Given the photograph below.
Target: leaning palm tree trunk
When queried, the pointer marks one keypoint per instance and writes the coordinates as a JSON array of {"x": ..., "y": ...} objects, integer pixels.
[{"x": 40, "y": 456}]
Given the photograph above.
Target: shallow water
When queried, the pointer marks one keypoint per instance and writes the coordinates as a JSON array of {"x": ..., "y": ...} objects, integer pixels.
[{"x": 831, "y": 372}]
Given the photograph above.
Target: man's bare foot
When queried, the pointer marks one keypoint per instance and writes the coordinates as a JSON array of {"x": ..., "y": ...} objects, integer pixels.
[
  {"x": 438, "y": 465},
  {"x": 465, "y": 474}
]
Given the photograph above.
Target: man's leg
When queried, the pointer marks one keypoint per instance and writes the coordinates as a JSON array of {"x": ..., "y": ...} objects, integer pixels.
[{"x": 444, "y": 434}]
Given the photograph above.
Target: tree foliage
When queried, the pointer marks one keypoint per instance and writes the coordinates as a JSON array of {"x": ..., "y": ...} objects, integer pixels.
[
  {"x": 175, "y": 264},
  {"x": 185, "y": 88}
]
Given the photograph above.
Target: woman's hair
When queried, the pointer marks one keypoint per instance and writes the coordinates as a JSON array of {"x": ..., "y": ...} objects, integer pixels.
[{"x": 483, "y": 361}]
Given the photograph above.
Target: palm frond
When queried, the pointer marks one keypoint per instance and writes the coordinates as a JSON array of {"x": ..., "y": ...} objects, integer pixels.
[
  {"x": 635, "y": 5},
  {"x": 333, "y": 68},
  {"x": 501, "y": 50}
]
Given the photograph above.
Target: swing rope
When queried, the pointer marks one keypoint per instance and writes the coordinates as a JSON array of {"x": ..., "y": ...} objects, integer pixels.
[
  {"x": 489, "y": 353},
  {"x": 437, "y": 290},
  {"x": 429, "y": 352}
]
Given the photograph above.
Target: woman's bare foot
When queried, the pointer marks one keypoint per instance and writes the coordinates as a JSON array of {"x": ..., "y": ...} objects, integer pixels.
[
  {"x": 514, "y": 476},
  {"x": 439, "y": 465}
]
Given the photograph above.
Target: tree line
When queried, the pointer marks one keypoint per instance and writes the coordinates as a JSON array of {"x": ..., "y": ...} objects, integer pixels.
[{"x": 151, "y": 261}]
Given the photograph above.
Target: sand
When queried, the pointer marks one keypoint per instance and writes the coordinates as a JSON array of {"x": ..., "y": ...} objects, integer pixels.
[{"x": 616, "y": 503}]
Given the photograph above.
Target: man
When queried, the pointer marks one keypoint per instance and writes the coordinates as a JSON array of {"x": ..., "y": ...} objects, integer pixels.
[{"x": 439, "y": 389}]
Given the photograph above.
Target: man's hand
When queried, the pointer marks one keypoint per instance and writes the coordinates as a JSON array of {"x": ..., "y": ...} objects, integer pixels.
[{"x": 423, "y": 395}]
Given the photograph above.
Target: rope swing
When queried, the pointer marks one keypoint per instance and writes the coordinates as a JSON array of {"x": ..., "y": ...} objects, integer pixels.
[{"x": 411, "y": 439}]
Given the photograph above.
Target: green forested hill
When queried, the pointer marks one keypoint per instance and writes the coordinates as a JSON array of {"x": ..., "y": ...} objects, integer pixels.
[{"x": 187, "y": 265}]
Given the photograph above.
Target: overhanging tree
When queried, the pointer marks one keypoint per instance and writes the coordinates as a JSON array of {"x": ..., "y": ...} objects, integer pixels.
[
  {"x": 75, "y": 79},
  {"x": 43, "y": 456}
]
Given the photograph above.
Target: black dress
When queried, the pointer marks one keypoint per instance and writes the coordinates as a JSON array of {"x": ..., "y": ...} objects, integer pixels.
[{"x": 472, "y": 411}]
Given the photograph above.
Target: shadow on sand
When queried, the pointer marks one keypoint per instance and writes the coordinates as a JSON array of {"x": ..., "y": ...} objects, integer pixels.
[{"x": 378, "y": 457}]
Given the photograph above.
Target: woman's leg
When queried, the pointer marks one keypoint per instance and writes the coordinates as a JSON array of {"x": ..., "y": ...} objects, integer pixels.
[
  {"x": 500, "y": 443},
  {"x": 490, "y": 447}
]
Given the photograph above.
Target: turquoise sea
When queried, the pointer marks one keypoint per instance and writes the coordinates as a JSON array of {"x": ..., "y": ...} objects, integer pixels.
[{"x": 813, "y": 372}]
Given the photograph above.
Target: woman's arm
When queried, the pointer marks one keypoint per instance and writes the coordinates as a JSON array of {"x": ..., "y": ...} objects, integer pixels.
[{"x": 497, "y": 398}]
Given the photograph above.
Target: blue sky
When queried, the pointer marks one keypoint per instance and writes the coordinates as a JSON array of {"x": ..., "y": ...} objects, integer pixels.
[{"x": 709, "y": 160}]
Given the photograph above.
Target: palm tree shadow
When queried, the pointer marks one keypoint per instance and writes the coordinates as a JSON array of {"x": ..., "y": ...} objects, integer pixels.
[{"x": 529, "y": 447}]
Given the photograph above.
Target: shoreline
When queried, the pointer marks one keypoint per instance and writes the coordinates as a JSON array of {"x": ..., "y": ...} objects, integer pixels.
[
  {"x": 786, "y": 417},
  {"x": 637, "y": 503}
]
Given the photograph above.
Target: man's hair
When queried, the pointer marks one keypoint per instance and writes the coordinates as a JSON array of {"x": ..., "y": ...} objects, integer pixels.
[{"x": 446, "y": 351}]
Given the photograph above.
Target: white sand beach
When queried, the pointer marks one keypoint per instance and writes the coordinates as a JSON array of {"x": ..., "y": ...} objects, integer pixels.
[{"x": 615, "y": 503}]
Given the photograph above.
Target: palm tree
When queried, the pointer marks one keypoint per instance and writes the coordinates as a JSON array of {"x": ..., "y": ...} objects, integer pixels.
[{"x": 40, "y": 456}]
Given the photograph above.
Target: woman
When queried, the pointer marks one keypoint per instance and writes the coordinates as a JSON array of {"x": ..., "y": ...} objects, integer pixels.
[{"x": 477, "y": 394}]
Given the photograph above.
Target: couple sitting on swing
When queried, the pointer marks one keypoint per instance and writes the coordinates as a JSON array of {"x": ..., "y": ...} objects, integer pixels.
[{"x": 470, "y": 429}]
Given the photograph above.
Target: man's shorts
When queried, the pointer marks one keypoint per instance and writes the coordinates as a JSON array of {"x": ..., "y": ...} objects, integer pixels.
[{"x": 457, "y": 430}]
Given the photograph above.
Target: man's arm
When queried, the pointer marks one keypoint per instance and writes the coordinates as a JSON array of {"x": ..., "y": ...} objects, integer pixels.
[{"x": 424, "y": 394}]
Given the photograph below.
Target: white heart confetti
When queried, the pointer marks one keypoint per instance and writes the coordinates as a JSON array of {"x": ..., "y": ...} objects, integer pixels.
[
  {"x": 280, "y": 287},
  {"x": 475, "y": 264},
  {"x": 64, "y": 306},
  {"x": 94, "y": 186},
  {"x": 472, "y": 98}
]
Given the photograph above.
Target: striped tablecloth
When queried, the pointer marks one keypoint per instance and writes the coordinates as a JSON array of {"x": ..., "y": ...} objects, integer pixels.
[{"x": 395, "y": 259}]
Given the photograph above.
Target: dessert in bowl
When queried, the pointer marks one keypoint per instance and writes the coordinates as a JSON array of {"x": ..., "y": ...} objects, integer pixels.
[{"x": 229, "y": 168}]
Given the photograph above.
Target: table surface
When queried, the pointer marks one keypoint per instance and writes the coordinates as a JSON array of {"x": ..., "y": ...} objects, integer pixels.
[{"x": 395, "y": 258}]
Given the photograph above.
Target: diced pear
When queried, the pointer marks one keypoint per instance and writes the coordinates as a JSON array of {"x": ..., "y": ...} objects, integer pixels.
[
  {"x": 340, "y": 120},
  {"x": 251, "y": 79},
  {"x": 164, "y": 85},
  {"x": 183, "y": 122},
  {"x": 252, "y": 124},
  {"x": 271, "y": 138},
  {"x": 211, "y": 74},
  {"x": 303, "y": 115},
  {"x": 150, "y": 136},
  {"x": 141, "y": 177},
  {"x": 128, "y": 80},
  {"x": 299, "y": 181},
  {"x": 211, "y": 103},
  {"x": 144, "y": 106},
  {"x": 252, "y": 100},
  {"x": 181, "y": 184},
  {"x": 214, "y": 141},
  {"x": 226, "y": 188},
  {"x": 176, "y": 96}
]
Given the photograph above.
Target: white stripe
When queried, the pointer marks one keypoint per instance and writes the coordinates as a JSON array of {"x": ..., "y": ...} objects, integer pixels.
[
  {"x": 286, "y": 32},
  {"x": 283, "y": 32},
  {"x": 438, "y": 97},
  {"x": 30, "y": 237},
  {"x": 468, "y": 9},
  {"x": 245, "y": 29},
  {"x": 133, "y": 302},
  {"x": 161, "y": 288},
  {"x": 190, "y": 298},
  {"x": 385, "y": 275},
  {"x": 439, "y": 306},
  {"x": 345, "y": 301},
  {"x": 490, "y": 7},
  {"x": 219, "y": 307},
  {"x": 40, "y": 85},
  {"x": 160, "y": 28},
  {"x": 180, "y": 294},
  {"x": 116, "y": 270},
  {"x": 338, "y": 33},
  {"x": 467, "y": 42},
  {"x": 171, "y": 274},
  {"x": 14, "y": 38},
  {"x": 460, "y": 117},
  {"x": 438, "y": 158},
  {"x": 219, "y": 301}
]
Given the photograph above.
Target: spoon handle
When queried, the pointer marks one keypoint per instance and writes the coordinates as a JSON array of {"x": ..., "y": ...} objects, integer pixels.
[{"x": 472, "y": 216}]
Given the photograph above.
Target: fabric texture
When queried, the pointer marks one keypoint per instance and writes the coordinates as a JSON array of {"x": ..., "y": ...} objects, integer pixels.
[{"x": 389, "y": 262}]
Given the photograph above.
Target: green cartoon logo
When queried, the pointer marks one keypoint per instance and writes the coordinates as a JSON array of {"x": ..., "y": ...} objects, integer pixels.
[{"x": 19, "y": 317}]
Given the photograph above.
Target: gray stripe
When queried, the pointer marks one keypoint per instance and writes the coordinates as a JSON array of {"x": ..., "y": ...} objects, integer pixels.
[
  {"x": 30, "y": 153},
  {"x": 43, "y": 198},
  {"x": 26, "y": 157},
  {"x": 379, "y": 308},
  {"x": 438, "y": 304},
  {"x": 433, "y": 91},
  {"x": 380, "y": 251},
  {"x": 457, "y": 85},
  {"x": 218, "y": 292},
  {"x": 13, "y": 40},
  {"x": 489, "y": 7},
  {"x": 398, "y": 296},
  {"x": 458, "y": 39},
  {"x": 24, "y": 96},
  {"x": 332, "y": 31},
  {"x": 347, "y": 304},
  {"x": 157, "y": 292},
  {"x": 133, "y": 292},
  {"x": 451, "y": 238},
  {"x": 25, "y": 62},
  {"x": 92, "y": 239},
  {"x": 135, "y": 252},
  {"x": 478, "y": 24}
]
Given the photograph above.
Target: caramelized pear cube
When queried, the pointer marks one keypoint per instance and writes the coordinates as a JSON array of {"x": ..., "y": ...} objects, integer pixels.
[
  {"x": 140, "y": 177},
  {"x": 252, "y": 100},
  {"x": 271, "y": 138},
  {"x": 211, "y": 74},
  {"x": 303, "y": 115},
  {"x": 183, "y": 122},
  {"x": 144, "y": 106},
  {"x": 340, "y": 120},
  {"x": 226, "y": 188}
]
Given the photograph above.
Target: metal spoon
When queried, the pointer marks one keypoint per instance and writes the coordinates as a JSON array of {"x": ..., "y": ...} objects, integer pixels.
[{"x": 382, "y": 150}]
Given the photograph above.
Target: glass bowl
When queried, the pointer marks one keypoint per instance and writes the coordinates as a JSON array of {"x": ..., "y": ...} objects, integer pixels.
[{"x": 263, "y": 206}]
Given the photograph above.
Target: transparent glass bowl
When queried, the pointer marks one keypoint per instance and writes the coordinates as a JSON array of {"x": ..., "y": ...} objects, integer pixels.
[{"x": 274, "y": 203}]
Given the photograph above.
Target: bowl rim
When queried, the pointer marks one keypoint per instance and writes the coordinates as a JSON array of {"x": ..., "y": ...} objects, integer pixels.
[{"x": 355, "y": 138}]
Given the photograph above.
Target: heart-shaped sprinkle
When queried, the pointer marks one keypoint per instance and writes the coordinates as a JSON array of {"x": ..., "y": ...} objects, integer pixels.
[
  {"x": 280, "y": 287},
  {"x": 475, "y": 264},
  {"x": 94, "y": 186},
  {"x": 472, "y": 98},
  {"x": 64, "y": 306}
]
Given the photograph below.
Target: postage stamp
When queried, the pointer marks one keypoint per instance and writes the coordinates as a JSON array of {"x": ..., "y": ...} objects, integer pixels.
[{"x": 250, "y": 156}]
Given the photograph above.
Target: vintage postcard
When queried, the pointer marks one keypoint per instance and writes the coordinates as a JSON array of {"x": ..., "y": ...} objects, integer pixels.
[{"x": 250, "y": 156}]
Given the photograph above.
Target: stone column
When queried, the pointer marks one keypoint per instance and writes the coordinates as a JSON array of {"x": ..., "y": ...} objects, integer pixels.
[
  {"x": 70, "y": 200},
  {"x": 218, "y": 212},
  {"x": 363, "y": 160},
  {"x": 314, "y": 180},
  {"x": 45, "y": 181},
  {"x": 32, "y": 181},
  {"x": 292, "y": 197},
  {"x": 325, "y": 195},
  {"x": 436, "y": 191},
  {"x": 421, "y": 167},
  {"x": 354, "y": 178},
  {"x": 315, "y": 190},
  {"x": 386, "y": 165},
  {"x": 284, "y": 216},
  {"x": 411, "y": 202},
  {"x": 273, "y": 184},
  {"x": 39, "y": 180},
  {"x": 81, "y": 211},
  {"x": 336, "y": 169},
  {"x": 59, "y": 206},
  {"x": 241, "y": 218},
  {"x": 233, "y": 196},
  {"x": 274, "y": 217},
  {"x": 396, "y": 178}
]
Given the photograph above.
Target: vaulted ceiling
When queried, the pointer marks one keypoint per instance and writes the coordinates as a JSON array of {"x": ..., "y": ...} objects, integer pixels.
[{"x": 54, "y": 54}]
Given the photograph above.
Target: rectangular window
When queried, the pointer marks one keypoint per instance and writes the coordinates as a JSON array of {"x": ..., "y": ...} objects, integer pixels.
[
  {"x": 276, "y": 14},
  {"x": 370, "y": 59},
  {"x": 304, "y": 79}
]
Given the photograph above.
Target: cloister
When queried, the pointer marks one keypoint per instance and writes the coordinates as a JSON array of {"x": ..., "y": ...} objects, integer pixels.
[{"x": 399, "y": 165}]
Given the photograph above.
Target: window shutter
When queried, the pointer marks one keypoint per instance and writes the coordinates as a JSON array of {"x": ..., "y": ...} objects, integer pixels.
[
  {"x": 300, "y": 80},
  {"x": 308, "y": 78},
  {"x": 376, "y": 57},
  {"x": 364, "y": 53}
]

#### WORK INSTRUCTION
Beginning at the top of the records above, transcribe each line exactly up to and including the line that holds "Target: tree foliage".

#### RESULT FOR THIS TASK
Given the photograph below.
Target: leaning palm tree trunk
When queried, the pointer marks one keypoint per instance and writes the coordinates as a JSON array of {"x": ..., "y": ...} objects, integer pixels.
[{"x": 40, "y": 456}]
Given the photograph above.
Target: shallow water
When queried, the pointer marks one keypoint per instance and writes the coordinates as a JSON array of {"x": ..., "y": ...} objects, integer pixels.
[{"x": 831, "y": 372}]
Given the photograph above.
Target: man's bare foot
When queried, the pointer marks one keypoint per instance and writes the coordinates as a JSON array of {"x": ..., "y": ...} objects, integer pixels.
[
  {"x": 438, "y": 465},
  {"x": 465, "y": 474}
]
Given the photograph above.
Target: man's leg
When queried, the pointer marks one keypoint per instance and writes the coordinates as a JSON array of {"x": ..., "y": ...} objects, integer pixels.
[{"x": 444, "y": 434}]
Given the photograph above.
Target: tree foliage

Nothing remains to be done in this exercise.